THE REQUEST
Report every line in the rows below that contains the word "rope", copying each one in full.

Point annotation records
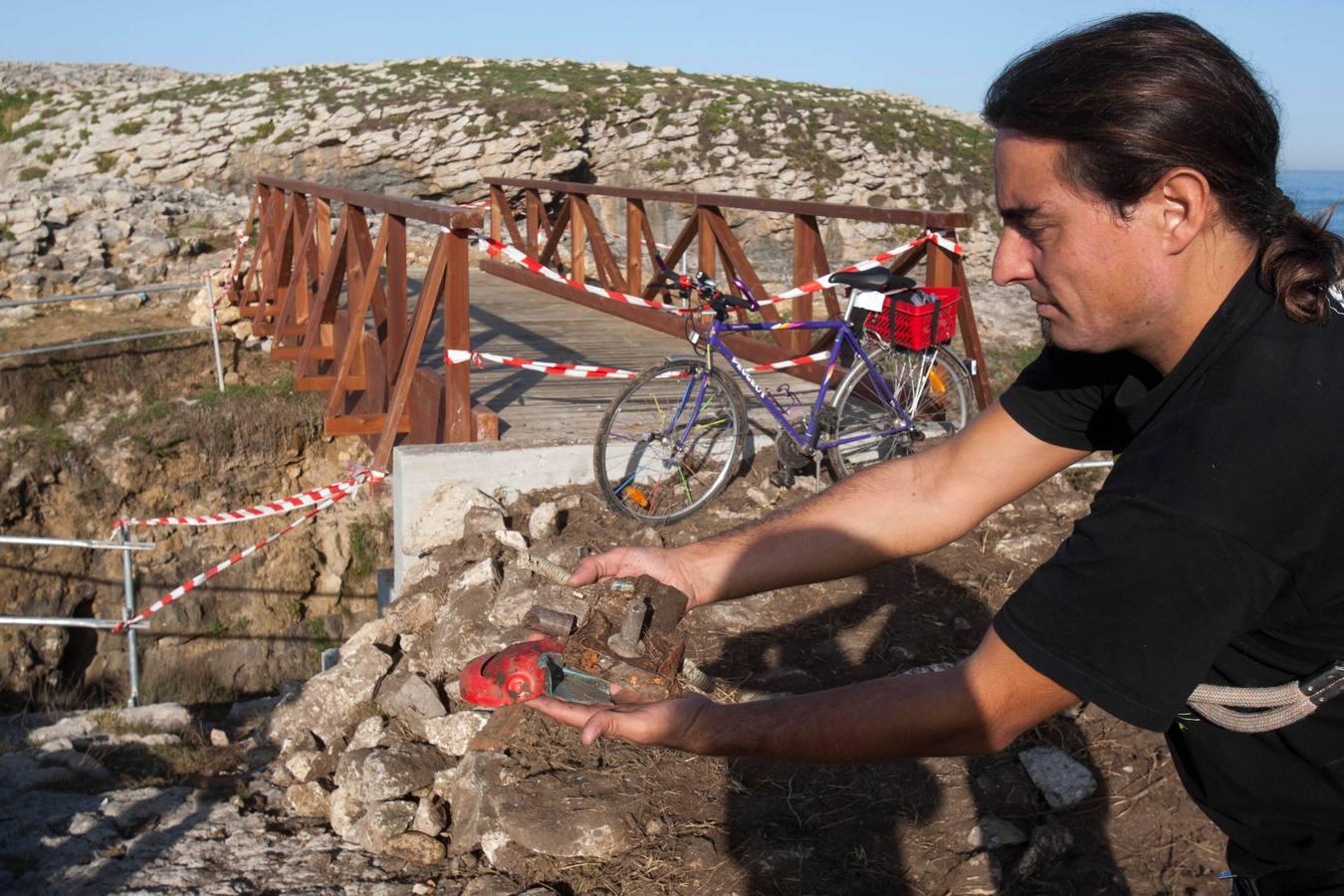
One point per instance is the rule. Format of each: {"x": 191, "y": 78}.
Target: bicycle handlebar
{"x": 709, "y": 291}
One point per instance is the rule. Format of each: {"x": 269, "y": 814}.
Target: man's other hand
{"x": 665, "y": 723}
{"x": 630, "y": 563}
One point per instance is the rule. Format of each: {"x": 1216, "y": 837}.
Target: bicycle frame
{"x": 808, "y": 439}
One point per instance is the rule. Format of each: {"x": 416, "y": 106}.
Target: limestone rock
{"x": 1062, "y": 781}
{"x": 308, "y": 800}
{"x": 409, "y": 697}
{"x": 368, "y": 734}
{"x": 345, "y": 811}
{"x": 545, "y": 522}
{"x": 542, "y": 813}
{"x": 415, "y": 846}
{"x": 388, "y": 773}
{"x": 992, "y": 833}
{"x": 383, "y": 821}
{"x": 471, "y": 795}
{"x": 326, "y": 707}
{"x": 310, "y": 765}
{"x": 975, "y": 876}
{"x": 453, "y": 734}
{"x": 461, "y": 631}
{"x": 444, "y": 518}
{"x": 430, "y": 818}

--

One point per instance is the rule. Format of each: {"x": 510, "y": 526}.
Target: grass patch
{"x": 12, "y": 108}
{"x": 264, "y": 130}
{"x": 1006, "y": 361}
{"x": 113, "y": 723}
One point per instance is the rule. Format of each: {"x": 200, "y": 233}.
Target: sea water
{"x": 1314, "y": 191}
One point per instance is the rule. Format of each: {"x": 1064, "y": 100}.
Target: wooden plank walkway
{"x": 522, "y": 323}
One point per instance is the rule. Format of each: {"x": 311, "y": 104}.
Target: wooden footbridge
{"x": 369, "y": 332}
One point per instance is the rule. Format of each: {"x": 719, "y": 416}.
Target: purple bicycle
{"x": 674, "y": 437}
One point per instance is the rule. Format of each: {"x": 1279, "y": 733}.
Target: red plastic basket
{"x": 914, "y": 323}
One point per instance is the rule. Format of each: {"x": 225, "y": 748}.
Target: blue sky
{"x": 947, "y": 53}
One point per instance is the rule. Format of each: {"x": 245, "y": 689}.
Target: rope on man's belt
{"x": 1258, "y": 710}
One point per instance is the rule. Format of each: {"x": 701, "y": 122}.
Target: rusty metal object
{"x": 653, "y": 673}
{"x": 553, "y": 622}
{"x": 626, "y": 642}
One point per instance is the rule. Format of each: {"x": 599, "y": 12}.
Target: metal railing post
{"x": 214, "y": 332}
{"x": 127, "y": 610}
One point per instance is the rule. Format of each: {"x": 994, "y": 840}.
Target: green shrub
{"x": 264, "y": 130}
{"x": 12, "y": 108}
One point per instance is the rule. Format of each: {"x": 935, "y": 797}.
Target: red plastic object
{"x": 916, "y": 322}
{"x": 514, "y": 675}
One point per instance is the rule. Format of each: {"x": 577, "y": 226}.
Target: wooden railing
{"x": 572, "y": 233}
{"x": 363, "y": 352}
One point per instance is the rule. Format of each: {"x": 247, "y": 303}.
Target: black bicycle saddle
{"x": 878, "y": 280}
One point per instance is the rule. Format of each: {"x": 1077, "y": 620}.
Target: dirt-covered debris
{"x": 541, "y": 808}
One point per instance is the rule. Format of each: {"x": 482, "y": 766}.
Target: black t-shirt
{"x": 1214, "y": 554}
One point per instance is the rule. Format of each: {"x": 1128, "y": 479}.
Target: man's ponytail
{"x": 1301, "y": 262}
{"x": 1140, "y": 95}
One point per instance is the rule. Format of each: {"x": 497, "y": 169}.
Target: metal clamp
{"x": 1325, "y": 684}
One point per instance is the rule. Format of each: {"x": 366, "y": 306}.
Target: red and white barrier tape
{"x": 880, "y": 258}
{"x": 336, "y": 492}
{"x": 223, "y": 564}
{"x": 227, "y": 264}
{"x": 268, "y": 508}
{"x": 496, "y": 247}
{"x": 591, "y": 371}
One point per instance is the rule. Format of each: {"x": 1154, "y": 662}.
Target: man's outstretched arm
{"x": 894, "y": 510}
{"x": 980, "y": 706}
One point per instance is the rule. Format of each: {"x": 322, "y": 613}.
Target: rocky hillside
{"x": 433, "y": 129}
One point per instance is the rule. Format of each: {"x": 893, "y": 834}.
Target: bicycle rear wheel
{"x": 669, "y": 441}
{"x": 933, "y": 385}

...

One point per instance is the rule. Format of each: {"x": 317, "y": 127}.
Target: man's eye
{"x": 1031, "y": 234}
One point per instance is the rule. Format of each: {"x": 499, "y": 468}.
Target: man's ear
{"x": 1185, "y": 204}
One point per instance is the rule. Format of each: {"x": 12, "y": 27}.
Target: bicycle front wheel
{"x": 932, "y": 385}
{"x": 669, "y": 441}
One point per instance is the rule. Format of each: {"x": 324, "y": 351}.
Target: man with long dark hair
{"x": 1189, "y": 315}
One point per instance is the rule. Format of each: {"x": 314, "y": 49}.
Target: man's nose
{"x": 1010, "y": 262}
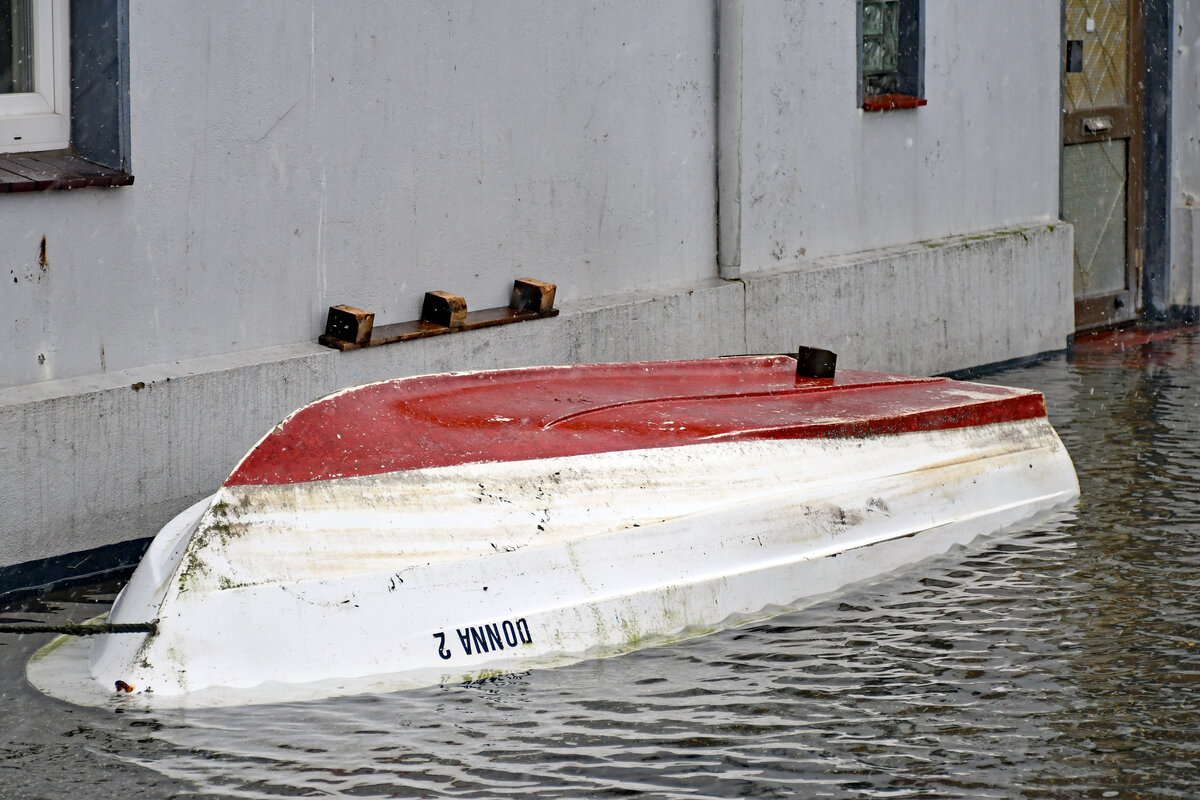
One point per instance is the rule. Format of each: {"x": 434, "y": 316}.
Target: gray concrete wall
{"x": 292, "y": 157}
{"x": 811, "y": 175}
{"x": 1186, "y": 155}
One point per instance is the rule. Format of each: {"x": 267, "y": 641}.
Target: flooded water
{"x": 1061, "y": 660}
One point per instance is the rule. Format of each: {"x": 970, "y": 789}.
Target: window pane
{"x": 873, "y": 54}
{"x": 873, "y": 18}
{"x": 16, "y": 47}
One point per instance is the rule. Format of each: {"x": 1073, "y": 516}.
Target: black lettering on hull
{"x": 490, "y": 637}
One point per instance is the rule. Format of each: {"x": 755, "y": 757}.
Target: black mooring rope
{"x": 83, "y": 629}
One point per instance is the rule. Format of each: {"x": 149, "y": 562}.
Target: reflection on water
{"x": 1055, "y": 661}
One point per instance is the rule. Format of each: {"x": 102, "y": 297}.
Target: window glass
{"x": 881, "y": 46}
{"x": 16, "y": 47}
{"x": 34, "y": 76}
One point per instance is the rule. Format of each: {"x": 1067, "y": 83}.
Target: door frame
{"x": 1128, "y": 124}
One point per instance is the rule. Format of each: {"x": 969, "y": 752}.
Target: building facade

CORRECT RESULT
Target: rope on man's belt
Target: black mooring rope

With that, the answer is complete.